* [WORK INSTRUCTION]
Check every line of the entries that follow, and copy the ones containing "bird".

*** Opening of EXTRACTED MATERIAL ***

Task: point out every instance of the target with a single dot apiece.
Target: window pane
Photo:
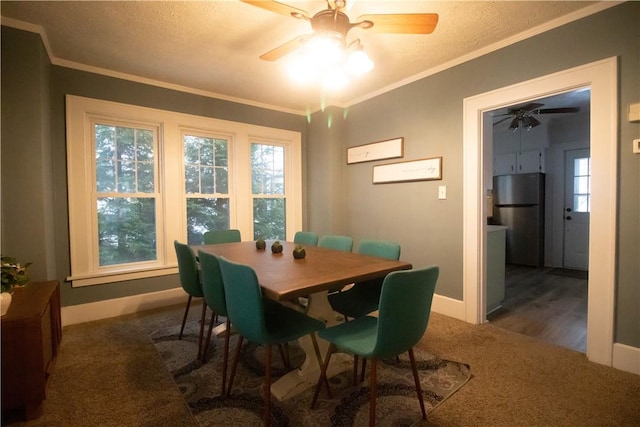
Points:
(206, 214)
(125, 144)
(126, 230)
(105, 176)
(269, 219)
(582, 184)
(145, 177)
(581, 203)
(267, 169)
(582, 166)
(126, 177)
(205, 162)
(124, 159)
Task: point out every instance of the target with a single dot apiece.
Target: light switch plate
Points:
(442, 192)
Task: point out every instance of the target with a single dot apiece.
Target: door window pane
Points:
(582, 184)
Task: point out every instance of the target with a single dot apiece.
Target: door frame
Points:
(602, 78)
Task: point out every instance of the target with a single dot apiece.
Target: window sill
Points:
(119, 276)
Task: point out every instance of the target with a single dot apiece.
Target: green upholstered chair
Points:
(363, 297)
(190, 281)
(305, 238)
(213, 289)
(404, 309)
(213, 237)
(339, 243)
(260, 323)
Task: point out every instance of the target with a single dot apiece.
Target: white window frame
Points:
(81, 112)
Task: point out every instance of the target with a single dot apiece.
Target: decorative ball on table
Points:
(299, 252)
(276, 247)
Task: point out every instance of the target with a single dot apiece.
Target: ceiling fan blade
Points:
(277, 7)
(528, 107)
(284, 49)
(403, 23)
(556, 110)
(502, 120)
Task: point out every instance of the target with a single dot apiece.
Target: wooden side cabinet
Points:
(31, 335)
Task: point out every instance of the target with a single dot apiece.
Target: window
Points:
(206, 170)
(140, 178)
(267, 187)
(125, 189)
(582, 184)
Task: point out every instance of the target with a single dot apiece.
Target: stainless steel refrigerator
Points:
(519, 204)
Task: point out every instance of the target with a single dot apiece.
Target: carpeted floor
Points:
(568, 272)
(109, 374)
(396, 405)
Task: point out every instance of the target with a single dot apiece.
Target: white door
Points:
(577, 207)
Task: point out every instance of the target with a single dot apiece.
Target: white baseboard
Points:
(626, 358)
(449, 307)
(118, 306)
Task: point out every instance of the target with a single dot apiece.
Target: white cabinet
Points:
(514, 163)
(496, 246)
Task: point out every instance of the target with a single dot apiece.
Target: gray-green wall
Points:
(34, 177)
(338, 198)
(429, 115)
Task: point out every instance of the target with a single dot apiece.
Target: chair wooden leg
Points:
(316, 348)
(323, 375)
(267, 387)
(235, 364)
(184, 318)
(355, 369)
(203, 318)
(416, 378)
(364, 369)
(373, 388)
(225, 359)
(285, 361)
(208, 341)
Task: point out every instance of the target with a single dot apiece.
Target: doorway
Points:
(548, 140)
(601, 78)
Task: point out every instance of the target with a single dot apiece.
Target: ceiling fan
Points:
(523, 116)
(333, 22)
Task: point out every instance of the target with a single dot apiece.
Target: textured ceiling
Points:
(212, 47)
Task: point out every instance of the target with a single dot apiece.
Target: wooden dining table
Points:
(284, 278)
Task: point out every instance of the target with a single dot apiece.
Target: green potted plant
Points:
(13, 274)
(299, 252)
(276, 247)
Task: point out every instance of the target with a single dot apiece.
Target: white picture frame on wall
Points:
(411, 170)
(389, 149)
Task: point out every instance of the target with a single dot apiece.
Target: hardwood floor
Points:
(546, 306)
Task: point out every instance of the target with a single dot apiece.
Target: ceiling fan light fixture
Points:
(335, 79)
(358, 63)
(323, 49)
(515, 124)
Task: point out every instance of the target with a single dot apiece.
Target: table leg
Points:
(306, 376)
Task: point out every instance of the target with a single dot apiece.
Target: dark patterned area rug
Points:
(396, 404)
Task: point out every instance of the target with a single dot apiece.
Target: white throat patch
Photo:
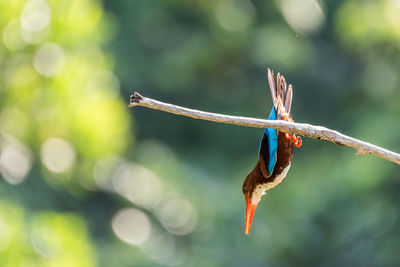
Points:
(260, 189)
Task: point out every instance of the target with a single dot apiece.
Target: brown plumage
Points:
(259, 179)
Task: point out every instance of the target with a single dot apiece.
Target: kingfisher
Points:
(275, 151)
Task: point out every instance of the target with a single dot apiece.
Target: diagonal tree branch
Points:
(316, 132)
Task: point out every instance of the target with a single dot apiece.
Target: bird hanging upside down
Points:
(276, 150)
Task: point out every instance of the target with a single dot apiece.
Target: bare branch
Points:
(316, 132)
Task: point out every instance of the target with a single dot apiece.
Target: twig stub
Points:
(134, 99)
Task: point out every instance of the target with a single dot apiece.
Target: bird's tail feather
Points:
(281, 93)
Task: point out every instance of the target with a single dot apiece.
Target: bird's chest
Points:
(261, 188)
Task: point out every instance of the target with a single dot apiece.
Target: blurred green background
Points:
(88, 182)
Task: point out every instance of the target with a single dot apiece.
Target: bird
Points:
(275, 150)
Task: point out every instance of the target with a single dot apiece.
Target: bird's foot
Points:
(296, 139)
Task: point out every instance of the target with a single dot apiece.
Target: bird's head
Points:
(253, 190)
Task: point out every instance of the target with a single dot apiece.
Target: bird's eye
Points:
(245, 190)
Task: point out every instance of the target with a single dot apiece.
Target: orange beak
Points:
(250, 209)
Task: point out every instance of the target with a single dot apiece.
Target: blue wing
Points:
(268, 148)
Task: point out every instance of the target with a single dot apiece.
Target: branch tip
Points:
(134, 99)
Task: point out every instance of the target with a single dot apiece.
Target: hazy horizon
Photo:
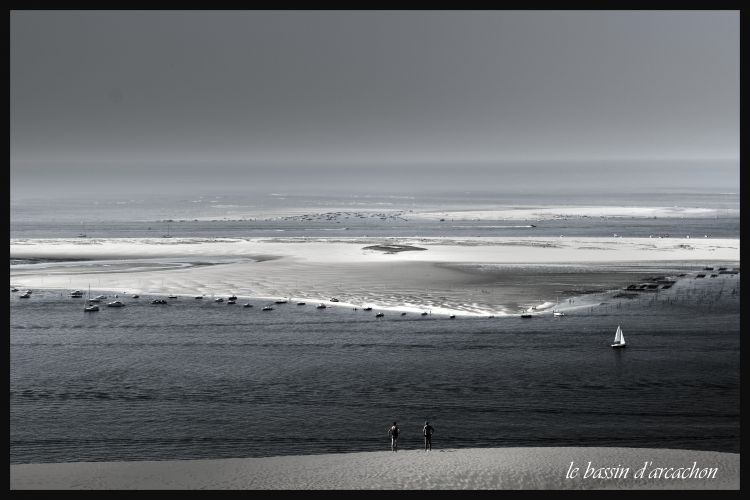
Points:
(121, 102)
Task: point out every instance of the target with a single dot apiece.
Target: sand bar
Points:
(446, 275)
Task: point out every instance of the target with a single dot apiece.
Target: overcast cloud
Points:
(243, 92)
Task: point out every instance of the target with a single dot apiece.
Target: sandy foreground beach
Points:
(447, 275)
(472, 468)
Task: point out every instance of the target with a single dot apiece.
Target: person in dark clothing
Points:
(393, 431)
(427, 431)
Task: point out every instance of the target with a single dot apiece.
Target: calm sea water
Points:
(197, 379)
(146, 217)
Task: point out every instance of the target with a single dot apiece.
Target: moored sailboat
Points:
(619, 338)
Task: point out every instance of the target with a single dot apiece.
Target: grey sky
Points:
(102, 90)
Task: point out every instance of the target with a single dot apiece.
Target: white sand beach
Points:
(472, 468)
(444, 275)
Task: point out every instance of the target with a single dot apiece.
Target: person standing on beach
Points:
(427, 431)
(393, 432)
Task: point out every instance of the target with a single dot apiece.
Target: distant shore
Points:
(462, 276)
(469, 468)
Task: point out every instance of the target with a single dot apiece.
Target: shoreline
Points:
(462, 468)
(467, 277)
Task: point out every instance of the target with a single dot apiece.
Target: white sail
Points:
(619, 337)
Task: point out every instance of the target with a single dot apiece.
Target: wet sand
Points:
(470, 468)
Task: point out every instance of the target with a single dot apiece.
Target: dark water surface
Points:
(197, 379)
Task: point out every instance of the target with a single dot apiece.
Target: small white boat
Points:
(87, 307)
(619, 338)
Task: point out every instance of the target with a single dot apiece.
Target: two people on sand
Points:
(427, 430)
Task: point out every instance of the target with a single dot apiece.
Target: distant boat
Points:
(619, 338)
(89, 307)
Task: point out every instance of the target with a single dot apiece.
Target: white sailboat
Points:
(88, 306)
(619, 338)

*** Close of EXTRACTED MATERIAL ***

* [RESPONSE AREA]
Target: bird hanging upside down
Target: bird's tail feather
Target: bird's chest
Target: bird
Target: bird's foot
Target: bird's head
Target: bird's eye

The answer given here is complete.